§ **ФРАГМЕНТ ТЕКСТА**
И знаю Моя, и знают Мя Моя (Ин. 10:14). Еретик воспользовался сими словами к составлению своей хулы. Вот, говорит он, сказано: знают Мя Моя, и знаю Моя. Что такое значит знать? Уразумевать сущность? Измерять величину? То ли самое постигать о Божестве, что обещаешь ты своими дерзкими устами? Или не разумеешь предшествовавшего, какая мера в`едения? Что знаем о Боге? Овцы Моя гласа Моего слушают (Ин. 10:27). Вот как уразумевается Бог — чрез слышание заповеди Его и чрез исполнение слышанного. Вот в`едение Бога — соблюдение заповедей Его. Почему же не пытливое уразумение сущности Божией, не изыскание премирного, не примышление невидимого? Знают Мя Моя, и знаю Моя. Довольно тебе знать, что Пастырь добр, что положил душу за овцы. Вот предел богопознания! А как велик Бог? Какая мера Его? Каков Он в сущности? — Подобные вопросы опасны для вопрошающего и затруднительны для вопрошаемого. Лучшее обращение с ними — молчание. Овцы Моя гласа Моего слушают, сказал Он, а не спорят о нем, то есть не остаются преслушными, не входят в состязания.

[Описания областей на естественном языке]
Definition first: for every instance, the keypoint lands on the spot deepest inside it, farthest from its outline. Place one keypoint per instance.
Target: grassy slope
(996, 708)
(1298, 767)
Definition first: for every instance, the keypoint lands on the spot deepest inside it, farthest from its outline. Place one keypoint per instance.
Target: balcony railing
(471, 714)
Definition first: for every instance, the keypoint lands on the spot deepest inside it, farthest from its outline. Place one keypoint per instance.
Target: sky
* * *
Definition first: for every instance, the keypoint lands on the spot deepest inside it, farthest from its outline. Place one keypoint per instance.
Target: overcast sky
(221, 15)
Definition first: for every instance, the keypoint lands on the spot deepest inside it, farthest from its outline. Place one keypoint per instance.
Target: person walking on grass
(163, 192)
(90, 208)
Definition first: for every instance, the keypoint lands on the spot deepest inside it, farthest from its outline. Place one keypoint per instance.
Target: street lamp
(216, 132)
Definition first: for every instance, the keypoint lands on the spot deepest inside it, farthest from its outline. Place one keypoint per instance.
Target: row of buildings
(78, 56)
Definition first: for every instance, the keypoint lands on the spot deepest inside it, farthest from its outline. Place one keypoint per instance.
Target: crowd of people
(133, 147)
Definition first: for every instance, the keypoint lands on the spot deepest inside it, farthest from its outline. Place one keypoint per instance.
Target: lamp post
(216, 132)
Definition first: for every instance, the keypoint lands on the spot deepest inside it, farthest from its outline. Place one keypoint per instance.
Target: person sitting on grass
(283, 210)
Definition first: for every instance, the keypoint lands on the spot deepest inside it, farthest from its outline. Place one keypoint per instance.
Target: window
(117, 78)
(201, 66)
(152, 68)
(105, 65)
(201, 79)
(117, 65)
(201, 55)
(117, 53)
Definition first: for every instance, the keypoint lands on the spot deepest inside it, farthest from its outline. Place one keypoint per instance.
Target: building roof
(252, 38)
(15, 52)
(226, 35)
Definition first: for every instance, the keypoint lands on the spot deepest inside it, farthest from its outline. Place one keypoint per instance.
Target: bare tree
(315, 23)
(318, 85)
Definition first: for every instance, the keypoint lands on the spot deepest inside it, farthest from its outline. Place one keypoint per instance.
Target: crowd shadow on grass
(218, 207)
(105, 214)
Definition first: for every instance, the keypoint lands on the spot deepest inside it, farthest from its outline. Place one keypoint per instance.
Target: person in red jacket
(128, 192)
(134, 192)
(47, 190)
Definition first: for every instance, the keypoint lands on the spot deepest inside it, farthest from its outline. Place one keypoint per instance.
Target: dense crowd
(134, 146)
==
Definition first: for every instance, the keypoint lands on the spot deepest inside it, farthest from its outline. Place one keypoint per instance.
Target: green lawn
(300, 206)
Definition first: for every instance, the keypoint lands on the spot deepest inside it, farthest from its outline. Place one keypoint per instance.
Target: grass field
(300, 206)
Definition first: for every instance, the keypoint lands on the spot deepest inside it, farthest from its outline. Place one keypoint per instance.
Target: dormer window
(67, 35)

§ **ЗАДАНИЕ**
Извлеките приведенный выше текст о богопознании и перепишите его целиком, не меняя ни слова.

§ **РЕЗУЛЬТАТ ВЫПОЛНЕНИЯ**
И знаю Моя, и знают Мя Моя (Ин. 10:14). Еретик воспользовался сими словами к составлению своей хулы. Вот, говорит он, сказано: знают Мя Моя, и знаю Моя. Что такое значит знать? Уразумевать сущность? Измерять величину? То ли самое постигать о Божестве, что обещаешь ты своими дерзкими устами? Или не разумеешь предшествовавшего, какая мера в`едения? Что знаем о Боге? Овцы Моя гласа Моего слушают (Ин. 10:27). Вот как уразумевается Бог — чрез слышание заповеди Его и чрез исполнение слышанного. Вот в`едение Бога — соблюдение заповедей Его. Почему же не пытливое уразумение сущности Божией, не изыскание премирного, не примышление невидимого? Знают Мя Моя, и знаю Моя. Довольно тебе знать, что Пастырь добр, что положил душу за овцы. Вот предел богопознания! А как велик Бог? Какая мера Его? Каков Он в сущности? — Подобные вопросы опасны для вопрошающего и затруднительны для вопрошаемого. Лучшее обращение с ними — молчание. Овцы Моя гласа Моего слушают, сказал Он, а не спорят о нем, то есть не остаются преслушными, не входят в состязания.